- [Fragmento]
--------------------

Santa y divina Liturgia: porque toda la liturgia de la Iglesia encuentra su centro y su expresión más densa en la celebración de este sacramento; en el mismo sentido se la llama también celebración de los santos misterios. Se habla también del Santísimo Sacramento porque es el Sacramento de los Sacramentos. Con este nombre se designan las especies eucarísticas guardadas en el sagrario.
Comunión: porque por este sacramento nos unimos a Cristo que nos hace partícipes de su Cuerpo y de su Sangre para formar un solo cuerpo; se la llama también las cosas santas –es el sentido primero de la comunión de los santos de que habla el Símbolo de los Apóstoles–, pan de los ángeles, pan del cielo, medicina de inmortalidad, viático.
Santa Misa: porque la liturgia en la que se realiza el misterio de salvación se termina con el envío de los fieles (missio) a fin de que cumplan la voluntad de Dios en su vida cotidiana.
«Tomad y comed…»: La comunión
(1384 – 1390)
El Señor nos dirige una invitación urgente a recibirle en el sacramento de la Eucaristía: «En verdad en verdad os digo: si no coméis la carne del Hijo del hombre, y no bebéis su sangre, no tendréis vida en vosotros» (Jn 6,53).
Para responder a esta invitación, debemos prepararnos para este momento tan grande y santo. S. Pablo exhorta a un examen de conciencia: «Quien coma el pan o beba el cáliz del Señor indignamente, será reo del Cuerpo y de la Sangre del Señor. Examínese, pues, cada cual, y coma entonces del pan y beba del cáliz. Pues quien come y bebe sin discernir el Cuerpo, come y bebe su propio castigo» ( 1 Co 11,27-29). Quien tiene conciencia de estar en pecado grave debe recibir el sacramento de la Reconciliación antes de acercarse a comulgar.

--------------------

- [Datos proporcionados]
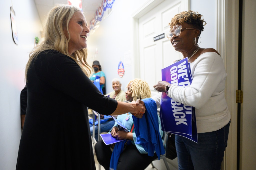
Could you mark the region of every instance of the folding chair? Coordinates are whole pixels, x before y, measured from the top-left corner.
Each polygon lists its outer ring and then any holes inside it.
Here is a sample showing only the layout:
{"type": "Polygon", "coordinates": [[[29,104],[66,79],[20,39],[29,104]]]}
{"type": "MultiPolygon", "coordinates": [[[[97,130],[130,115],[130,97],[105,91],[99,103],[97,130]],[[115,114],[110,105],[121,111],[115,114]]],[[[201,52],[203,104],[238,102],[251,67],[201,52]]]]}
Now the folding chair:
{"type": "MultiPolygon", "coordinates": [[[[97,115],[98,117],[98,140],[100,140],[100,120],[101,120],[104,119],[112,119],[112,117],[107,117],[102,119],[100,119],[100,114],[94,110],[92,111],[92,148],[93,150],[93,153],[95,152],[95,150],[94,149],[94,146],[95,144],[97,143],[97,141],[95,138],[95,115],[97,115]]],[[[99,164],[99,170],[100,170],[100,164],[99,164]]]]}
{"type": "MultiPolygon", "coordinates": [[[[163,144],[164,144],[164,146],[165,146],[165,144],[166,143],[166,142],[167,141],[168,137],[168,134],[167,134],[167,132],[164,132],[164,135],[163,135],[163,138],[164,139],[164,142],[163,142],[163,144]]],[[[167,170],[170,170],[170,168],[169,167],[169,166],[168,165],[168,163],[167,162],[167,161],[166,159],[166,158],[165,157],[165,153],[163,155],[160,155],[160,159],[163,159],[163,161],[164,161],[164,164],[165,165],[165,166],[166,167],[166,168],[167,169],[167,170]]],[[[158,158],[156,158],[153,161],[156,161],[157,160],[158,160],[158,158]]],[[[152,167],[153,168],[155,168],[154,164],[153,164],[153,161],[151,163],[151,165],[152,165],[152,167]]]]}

--------------------

- [Descripción de la tarea]
Según el fragmento sobre la Eucaristía, ¿qué debe hacer quien tiene conciencia de estar en pecado grave antes de acercarse a comulgar? Los datos proceden de una fuente distinta a la del fragmento.

- [Ejercicio resuelto]
Debe recibir el sacramento de la Reconciliación.